* _提示文_

________________________________________

観察を通じて私が気づいたことは、物を「フロー」させているのか、「ストック」しているのかが分かっていないということだ。
- フローとは流れるものであり、比較的短時間で流入し、廃棄される。
- ストックとは溜めておくものであり、比較的長時間存在する。
どういうわけか掃除下手はフローのものをストックしてしまい、ストックがフローにうずもれている。そして「掃除する」と言うと、フローを手に取りにくい配置に付かせてしまったり、ストックを手に取りやすい場所に並べてしまったりするのである。
また、家具というストックを「模様替え」と称して動かすことを「掃除」と勘違いして、ちっとも部屋が綺麗にならない人が読者の周りにもいると思う。そうした部屋には決まってフローに対する「受信箱」や「避難所」は存在しない。
はっきり言ってフローを「元に戻」したって意味はない。そうした部屋は使いずらく、結局はすぐに混乱する。そして「俺はきれいな部屋だと仕事ができない」とか何とかぬかすのである。適当に片付いた部屋は美しいだけでなく、効率的なのであるのだが。

________________________________________

* _データ部分_
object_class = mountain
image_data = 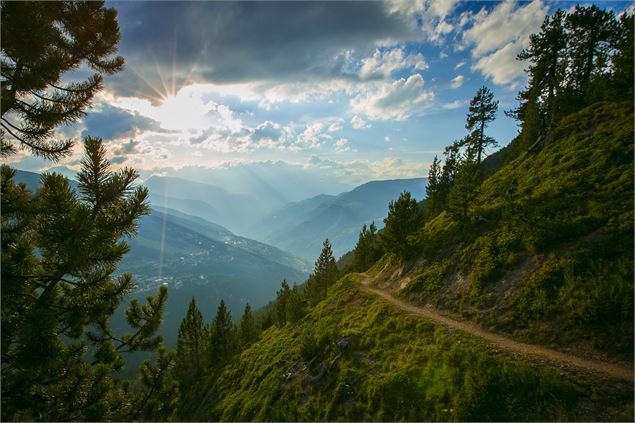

________________________________________

* _課題指示_
フローとストックを論じた文章を、最後の文の後から続けて書いてください。

* _解答例_
フローは目のつく場所に
フローへの適切な対処とは常に廃棄し続けることである。その為には同種のフローを一箇所で受け止め、適宜、必要なストックを抽出し、早急に廃棄するシステムを確立すればよい。
基本的に、フローに対処する場所は手に取りやすく、操作に手間がかからないことが肝要である。フローを手間のかかる場所に入れてしまうと混乱が生じ、ストックされてしまう。これが所謂「ゴミを溜めこむ」現象である。
ストックの場所は正確に
次にストックに対しては、比較的手間のかかる場所でもよいから、正確に配置を決定し、使ったら戻すことを励行することが肝要である。ストックを流動的に部屋に転がすと混乱の元である。
おおまかなルール
こうした問題に対処するルールは簡単でありシンプルと思う。
- 「受信箱」と「その他箱」を作る。
- 収納スペースが保有数を制限する。つまり、新規参入は常に古参廃棄を意味する。
- 配置決定に際しては、床に一度ぶちまけて、グループ分類してゆく。引出しも床に並べる。
- 配置を決め、床と机など作業スペースの上には何も置かないようにする。
これをもう少し詳細にリストすると以下のようになる。
- メモはメモ帳で受けとり、メモ帳が使い終わると廃棄される。
- 書類はトレイで受けとり、ファイルにストックされるか、廃棄される。
- ファイルは棚から「押し出」されて廃棄される。
- 書籍は本棚から「押し出」されて廃棄される。
- 服はタンスに配置され、季節毎に押入かゴミ箱に向かう。
- 小物は引出しなどに散在し、たまに捨てる(難しい……)。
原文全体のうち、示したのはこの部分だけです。